Dataset extract:
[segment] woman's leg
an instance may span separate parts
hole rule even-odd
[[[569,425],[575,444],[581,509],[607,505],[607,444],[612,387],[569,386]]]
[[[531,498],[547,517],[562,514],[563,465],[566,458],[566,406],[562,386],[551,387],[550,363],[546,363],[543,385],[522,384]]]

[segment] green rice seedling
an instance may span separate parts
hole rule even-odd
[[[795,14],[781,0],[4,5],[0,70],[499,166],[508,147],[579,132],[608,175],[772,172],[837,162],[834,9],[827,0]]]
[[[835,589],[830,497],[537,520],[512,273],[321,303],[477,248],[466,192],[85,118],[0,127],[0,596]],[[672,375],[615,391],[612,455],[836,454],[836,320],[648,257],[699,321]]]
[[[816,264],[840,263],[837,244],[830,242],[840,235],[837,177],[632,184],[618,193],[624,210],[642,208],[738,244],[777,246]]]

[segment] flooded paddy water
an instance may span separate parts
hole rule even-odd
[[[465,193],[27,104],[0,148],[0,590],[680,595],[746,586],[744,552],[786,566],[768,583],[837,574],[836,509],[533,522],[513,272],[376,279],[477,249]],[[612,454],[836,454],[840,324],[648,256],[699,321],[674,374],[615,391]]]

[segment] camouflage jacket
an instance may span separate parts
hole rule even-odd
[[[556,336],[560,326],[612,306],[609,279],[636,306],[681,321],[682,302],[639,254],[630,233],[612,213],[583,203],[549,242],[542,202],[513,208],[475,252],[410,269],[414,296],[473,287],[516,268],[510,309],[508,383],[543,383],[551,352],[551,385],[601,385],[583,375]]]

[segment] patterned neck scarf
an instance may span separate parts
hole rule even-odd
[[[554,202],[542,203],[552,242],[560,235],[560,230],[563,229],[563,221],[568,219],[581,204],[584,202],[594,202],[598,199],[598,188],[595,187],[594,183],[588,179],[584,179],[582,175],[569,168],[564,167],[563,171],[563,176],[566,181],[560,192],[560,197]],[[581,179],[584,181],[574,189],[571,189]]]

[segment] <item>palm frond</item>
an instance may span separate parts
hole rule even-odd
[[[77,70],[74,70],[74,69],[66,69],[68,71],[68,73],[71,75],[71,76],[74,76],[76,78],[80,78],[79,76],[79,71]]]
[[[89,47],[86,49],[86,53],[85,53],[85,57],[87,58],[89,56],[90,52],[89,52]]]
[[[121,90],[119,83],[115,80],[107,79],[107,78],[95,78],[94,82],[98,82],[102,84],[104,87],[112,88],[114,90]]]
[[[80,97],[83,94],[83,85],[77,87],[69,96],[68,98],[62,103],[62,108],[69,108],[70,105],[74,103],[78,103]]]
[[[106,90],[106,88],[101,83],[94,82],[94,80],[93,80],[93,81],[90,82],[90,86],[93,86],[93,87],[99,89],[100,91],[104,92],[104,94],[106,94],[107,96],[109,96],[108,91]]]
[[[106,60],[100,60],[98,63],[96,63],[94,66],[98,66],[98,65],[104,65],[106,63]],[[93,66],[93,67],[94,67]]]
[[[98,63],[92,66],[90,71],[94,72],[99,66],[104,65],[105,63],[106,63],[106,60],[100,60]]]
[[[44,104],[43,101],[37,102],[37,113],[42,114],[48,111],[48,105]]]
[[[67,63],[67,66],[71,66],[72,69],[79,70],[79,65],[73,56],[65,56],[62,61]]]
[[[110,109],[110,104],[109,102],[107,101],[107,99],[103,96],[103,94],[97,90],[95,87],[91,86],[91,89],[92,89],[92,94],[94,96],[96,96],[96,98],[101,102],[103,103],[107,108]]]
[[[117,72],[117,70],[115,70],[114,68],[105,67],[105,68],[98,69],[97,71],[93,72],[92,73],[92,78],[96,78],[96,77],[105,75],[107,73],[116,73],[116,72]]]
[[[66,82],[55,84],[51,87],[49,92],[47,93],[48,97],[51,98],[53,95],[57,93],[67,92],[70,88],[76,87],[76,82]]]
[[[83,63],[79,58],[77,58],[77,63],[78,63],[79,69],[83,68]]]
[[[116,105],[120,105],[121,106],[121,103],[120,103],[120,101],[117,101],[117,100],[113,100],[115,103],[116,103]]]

Exercise:
Every line above must appear again in your reply, exactly as written.

Answer space:
[segment] woman's leg
an instance may span separate parts
hole rule even-odd
[[[569,425],[575,444],[581,509],[607,505],[607,444],[612,387],[569,386]]]
[[[531,498],[547,517],[562,514],[563,465],[566,458],[566,406],[562,386],[551,387],[550,363],[546,363],[543,385],[522,384]]]

[segment] green rice seedling
an instance may span separate parts
hole rule even-odd
[[[795,14],[781,0],[4,5],[0,70],[499,166],[508,147],[579,132],[608,175],[772,172],[837,162],[834,9],[827,0]]]
[[[835,589],[830,497],[537,520],[512,273],[321,303],[477,248],[466,192],[85,118],[0,127],[0,596]],[[672,375],[615,391],[612,455],[836,454],[836,320],[648,257],[699,321]]]
[[[816,264],[840,263],[837,244],[830,242],[840,235],[837,177],[632,184],[618,193],[624,210],[642,208],[738,244],[777,246]]]

[segment] flooded paddy water
an instance may span separate parts
hole rule even-odd
[[[465,193],[27,104],[0,148],[0,590],[680,595],[746,586],[744,552],[786,566],[768,583],[837,574],[836,509],[533,522],[513,272],[376,279],[477,249]],[[612,454],[836,454],[840,324],[648,256],[699,321],[674,374],[615,391]]]

[segment] camouflage jacket
an instance may span separate parts
hole rule even-odd
[[[556,336],[560,326],[612,306],[609,279],[636,306],[681,321],[682,302],[639,254],[630,233],[612,213],[583,203],[549,242],[542,202],[513,208],[475,252],[410,269],[414,296],[473,287],[516,268],[510,309],[508,383],[543,383],[551,352],[551,385],[601,385],[583,375]]]

[segment] patterned neck scarf
an instance may span separate parts
hole rule even-odd
[[[554,202],[542,203],[552,242],[560,235],[560,230],[563,229],[563,221],[568,219],[581,204],[584,202],[594,202],[598,199],[598,188],[595,187],[594,183],[588,179],[584,179],[582,175],[569,168],[564,167],[563,171],[563,176],[566,181],[560,192],[560,197]],[[581,179],[584,181],[574,189],[571,189]]]

[segment] <item>palm frond</item>
an instance may span separate parts
hole rule even-odd
[[[77,70],[74,70],[74,69],[66,69],[68,71],[68,73],[71,75],[71,76],[74,76],[76,78],[80,78],[79,76],[79,71]]]
[[[89,47],[86,49],[86,53],[85,53],[85,57],[87,58],[89,56],[90,52],[89,52]]]
[[[121,90],[119,83],[115,80],[107,79],[107,78],[95,78],[94,82],[98,82],[102,84],[104,87],[112,88],[114,90]]]
[[[80,97],[83,94],[83,85],[77,87],[69,96],[68,98],[62,103],[62,108],[69,108],[70,105],[74,103],[78,103]]]
[[[106,90],[106,88],[101,83],[94,82],[94,80],[93,80],[93,81],[90,82],[90,86],[93,86],[93,87],[99,89],[100,91],[104,92],[104,94],[106,94],[107,96],[109,96],[108,91]]]
[[[106,60],[100,60],[98,63],[96,63],[94,66],[98,66],[98,65],[104,65],[106,63]],[[93,66],[93,67],[94,67]]]
[[[98,63],[92,66],[90,71],[94,72],[99,66],[104,65],[105,63],[106,63],[106,60],[100,60]]]
[[[44,104],[43,101],[37,102],[37,113],[42,114],[48,111],[48,105]]]
[[[67,63],[67,66],[71,66],[72,69],[79,70],[79,65],[73,56],[65,56],[62,61]]]
[[[110,109],[110,104],[109,102],[107,101],[107,99],[103,96],[103,94],[97,90],[95,87],[91,86],[91,89],[92,89],[92,94],[94,96],[96,96],[96,98],[101,102],[103,103],[107,108]]]
[[[117,72],[117,70],[115,70],[114,68],[105,67],[105,68],[98,69],[97,71],[93,72],[92,73],[92,78],[96,78],[96,77],[105,75],[107,73],[116,73],[116,72]]]
[[[66,82],[55,84],[51,87],[49,92],[47,93],[48,97],[51,98],[53,95],[57,93],[67,92],[70,88],[76,87],[76,82]]]
[[[83,63],[79,58],[77,58],[77,63],[78,63],[79,69],[83,68]]]
[[[116,105],[120,105],[121,106],[121,103],[120,103],[120,101],[117,101],[117,100],[113,100],[115,103],[116,103]]]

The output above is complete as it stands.